** START OF EXTRACTED MATERIAL **
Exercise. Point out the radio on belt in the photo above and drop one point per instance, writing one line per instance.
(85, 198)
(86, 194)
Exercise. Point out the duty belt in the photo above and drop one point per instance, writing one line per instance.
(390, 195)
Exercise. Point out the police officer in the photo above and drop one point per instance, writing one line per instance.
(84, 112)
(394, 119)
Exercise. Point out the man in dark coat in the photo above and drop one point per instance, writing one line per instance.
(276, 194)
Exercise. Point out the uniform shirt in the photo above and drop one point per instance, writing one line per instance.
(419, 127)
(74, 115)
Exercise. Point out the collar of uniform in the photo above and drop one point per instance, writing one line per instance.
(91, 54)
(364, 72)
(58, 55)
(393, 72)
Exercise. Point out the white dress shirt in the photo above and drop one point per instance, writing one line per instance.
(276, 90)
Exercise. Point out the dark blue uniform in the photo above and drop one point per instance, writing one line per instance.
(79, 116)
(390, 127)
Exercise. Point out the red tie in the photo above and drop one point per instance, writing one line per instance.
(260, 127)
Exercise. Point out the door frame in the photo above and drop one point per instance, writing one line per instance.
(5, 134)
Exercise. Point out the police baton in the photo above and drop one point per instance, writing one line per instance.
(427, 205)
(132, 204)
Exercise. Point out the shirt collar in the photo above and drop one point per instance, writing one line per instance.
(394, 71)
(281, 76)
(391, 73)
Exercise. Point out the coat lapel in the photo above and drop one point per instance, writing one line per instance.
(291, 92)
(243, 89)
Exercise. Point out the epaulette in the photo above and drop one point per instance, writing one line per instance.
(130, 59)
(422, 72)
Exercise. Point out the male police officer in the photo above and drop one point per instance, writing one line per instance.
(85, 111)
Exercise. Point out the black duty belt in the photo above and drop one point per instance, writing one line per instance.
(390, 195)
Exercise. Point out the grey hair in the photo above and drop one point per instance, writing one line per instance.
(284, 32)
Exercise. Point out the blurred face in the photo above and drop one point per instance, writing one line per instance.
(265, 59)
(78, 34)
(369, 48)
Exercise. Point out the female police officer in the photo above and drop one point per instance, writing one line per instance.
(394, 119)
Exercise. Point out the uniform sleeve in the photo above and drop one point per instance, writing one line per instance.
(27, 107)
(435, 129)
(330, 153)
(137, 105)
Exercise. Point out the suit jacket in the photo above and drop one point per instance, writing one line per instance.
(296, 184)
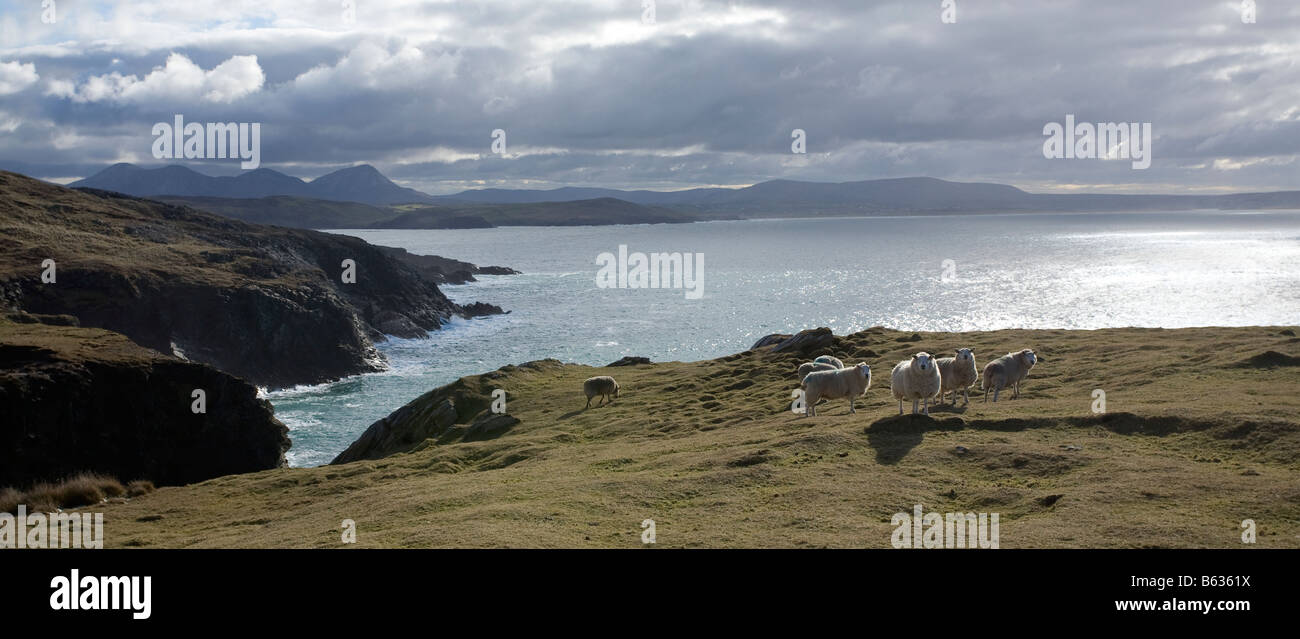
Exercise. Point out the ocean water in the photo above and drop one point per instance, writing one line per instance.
(935, 273)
** END OF EXTRACTED MATERIAL **
▶ [WHAT IS EXPECTED]
Will you repeat the material above, but only from the line containing "Exercise. Point out the female" through its last line, exactly and without the pictures?

▶ [TASK SOLUTION]
Exercise. Point out the female police officer in the photo above and drop one point per instance, writing one line per instance.
(394, 119)
Exercise. Point out the uniform sleeve in the photo above and drop one point per instance, writing one line per instance.
(27, 107)
(435, 129)
(330, 153)
(137, 105)
Exercise. Point out the suit jacket in the photo above and drop one point per instance, writing one line per instance.
(296, 184)
Exercise. Point out the ocean water in the photo above and drop one point per instance, writing one line per instance.
(935, 273)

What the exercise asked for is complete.